**Gestellte Aufgabe**
Gib aus dem unten stehenden Textauszug über den jungen Mann im Gemeindehaus die Stelle von „Am Mittwochabend wurde“ bis „für sein Asylverfahren.“ wortgetreu wieder.

**Vorliegender Textauszug**
_ _ _ _

So will ich Deutschland nicht! Von Cornelia Seng
Der Irrsinn nimmt zu!!
Am Mittwochabend wurde ich zum Gemeindehaus gerufen: Ein junger Mann brauchte Hilfe. Er lebt seit einem Jahr in Deutschland, geht vormittags zum Berufskolleg und nachmittags zur VHS. Er kann mir sein Anliegen auf Deutsch schon ganz gut erklären.
Nach fast einem Jahr in Deutschland wurde er letzte Woche von einem Aufgebot der Polizei und Mitarbeitern der Ausländerbehörde abgeholt, nach Düsseldorf gefahren, ins Flugzeug gesetzt und nach Rom geflogen. Weil er „über Italien gekommen ist“, wie man sagt, und dort zuerst registriert wurde.
Für das BAMF ist er deshalb „Dublin III“, Deutschland sieht sich als nicht zuständig für sein Asylverfahren.

_ _ _ _

**Inhalt des Datensatzes**
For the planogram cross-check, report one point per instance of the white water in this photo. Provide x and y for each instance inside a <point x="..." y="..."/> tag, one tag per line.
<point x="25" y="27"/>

_ _ _ _

**Vollständige Antwort**
Am Mittwochabend wurde ich zum Gemeindehaus gerufen: Ein junger Mann brauchte Hilfe. Er lebt seit einem Jahr in Deutschland, geht vormittags zum Berufskolleg und nachmittags zur VHS. Er kann mir sein Anliegen auf Deutsch schon ganz gut erklären.
Nach fast einem Jahr in Deutschland wurde er letzte Woche von einem Aufgebot der Polizei und Mitarbeitern der Ausländerbehörde abgeholt, nach Düsseldorf gefahren, ins Flugzeug gesetzt und nach Rom geflogen. Weil er „über Italien gekommen ist“, wie man sagt, und dort zuerst registriert wurde.
Für das BAMF ist er deshalb „Dublin III“, Deutschland sieht sich als nicht zuständig für sein Asylverfahren.